▶ [Excerpt to read]
+++

If you arent familar with the suhl dont mass with it, get a good suhl gunsmith to set it up for you.
 
If it is like the Anschutz and I expect it is, It is a piece of cake. You should be able to get a replacement from wolf springs.
Just google them.
 
Disassembling the bolt on a Suhl 150-1 is fairly easy. Often, there is a lot of gunk built up around the firing pin spring and in the housing itself. Soaking the parts in a good solvent, then using compressed air, should clean things up to where the firing pin strikes will improve. One can also add a small booster spring between the back of firing pin and the bolt retaining cap. Replacing the firing pin spring on the Suhl requires some talent, plus a special tool, that one could fabricate from an old screwdriver. Aftermarket springs are available.
 
If this will be your first time disassembling a Suhl bolt, just remember to go slow! After removing the End Cap from the Bolt the biggest point to be aware of is: when sliding off the Side Shields, the last shield before the bolt handle also holds a detent pin and spring in place, and you don't want to loose either of these, so just be careful of what you are doing.

This part of the disassembly is no big deal, so don't hesitate to do it. Just watch out for the above mentioned and have a catch pad of some kind, like an envelope box top, under your work area. Once you've done it, you'll see just how easy it is and have no problems doing it in the future.

+++

▶ [Tasks]
a: Translate this sentence from the Suhl bolt advice into Spanish: "Often, there is a lot of gunk built up around the firing pin spring and in the housing itself."
b: Carry on the Suhl bolt advice from the point where it stops.

+++

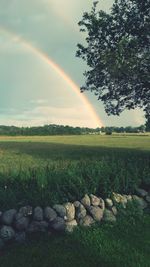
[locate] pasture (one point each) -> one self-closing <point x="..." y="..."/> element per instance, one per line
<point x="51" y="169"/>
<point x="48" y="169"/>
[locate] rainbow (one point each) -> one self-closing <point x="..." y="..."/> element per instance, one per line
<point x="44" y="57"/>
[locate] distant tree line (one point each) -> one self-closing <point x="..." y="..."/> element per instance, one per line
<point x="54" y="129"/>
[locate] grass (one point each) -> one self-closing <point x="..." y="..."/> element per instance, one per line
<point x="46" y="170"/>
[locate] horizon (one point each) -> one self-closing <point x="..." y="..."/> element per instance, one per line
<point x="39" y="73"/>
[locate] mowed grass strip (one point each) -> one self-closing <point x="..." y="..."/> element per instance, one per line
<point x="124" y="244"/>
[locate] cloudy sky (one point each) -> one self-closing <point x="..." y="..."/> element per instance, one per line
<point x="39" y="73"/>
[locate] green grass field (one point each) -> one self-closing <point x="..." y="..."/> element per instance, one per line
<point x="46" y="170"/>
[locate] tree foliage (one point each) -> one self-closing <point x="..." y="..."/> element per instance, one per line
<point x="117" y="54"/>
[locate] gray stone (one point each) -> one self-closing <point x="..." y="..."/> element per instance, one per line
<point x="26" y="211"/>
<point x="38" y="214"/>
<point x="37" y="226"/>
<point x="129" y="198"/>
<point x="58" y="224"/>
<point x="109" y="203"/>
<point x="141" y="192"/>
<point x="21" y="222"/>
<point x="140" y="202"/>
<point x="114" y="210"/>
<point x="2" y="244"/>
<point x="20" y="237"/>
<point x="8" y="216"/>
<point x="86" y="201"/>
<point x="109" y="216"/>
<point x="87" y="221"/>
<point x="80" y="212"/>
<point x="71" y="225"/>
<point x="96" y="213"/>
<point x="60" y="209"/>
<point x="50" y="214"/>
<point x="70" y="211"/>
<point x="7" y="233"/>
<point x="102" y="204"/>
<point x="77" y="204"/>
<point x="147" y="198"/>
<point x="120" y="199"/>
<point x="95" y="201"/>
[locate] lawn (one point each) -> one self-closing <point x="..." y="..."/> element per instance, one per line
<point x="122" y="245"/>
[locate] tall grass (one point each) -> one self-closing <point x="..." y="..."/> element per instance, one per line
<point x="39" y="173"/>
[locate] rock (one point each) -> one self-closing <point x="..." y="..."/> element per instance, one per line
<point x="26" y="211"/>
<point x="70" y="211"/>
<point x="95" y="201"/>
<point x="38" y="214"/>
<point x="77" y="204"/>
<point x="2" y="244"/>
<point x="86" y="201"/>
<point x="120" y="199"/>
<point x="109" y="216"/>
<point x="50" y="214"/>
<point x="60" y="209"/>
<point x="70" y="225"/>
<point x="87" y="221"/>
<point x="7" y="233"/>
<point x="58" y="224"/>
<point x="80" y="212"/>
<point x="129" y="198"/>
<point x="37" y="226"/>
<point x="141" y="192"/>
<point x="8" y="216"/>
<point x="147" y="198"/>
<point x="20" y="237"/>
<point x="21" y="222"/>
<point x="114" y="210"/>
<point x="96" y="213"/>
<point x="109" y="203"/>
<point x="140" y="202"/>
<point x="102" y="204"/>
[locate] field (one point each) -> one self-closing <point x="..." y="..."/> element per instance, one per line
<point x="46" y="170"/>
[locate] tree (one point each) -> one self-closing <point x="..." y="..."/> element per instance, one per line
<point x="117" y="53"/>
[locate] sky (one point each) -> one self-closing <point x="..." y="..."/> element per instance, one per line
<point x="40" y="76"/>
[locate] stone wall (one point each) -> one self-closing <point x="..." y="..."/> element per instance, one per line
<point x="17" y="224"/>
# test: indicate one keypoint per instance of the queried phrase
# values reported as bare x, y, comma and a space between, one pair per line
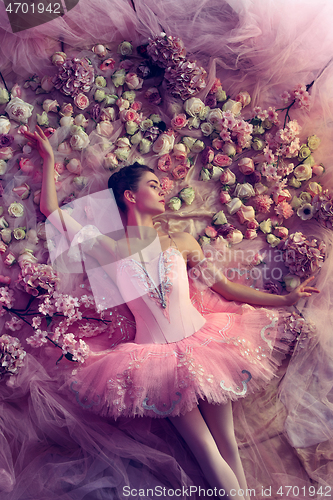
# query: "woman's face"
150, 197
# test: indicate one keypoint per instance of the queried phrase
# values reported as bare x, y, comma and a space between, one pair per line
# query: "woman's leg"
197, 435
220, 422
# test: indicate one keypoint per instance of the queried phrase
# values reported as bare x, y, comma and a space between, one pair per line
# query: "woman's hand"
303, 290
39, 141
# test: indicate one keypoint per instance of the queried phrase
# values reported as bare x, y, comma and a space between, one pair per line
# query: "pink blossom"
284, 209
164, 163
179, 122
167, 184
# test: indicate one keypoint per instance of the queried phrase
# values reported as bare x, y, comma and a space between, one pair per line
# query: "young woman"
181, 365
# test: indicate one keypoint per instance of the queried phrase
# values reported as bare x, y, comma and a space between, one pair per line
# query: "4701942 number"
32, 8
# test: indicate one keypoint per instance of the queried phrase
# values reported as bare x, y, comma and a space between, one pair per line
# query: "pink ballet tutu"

+++

▶ [Answers for the exercise]
a: A menudo, se acumula mucha suciedad alrededor del resorte del percutor y en el propio alojamiento.

b:
If you decide to continue on and perform the spring swap yourself, once you've pulled the Firing Pin Assembly out of the Bolt, but before starting its disassembly, mark down on a piece of paper how the Locking Nut on the end is positioned as you will want to return everything to the exact same position when done. You will need a small set of Locking Pliers in order to loosen the Lock Nut, a pair of Adjustable Plumbers Pliers to keep the Sear from turning while loosening the nut, a Slotted Flat Bar in order to compress the spring while both removing and reattaching the Sear (it's threaded and unscrews once the Lock Nut has been removed), and some sort of Vise to hold the Assembly while working on it, but not too tightly (just be very careful not to apply any side pressure to the firing pin when in the vise as you definitely don't want to bend, or worse yet, break it [I always wrap mine in a rag, plus use either wooden or rubber side blocks between the vise and pin]).

Go Slowly, and Good Luck!

Dave
 
Not a piece of cake, but also not impossible. There is a retaining nut on the back end of the pin body that is threaded on, and staked in place. You'll need to make a spanner to remove it.
You can make one out of an old screwdriver by grinding a notch in the center to straddle the pin body and then thin it to fit the two notches in retaining nut. Make sure when you put it back together that you have the same exact length from the cocking piece to the front of the pin where the stop is located. Use a dial caliper to measure it to begin with and use the same measurement when you reinstall the cocking piece. This allows it to stop in the front of the bolt. 1700 series Anschutz springs work fine as they come from the pack. No cutting required.
edit--Sorry Dave, you and I must have been posting at the same time.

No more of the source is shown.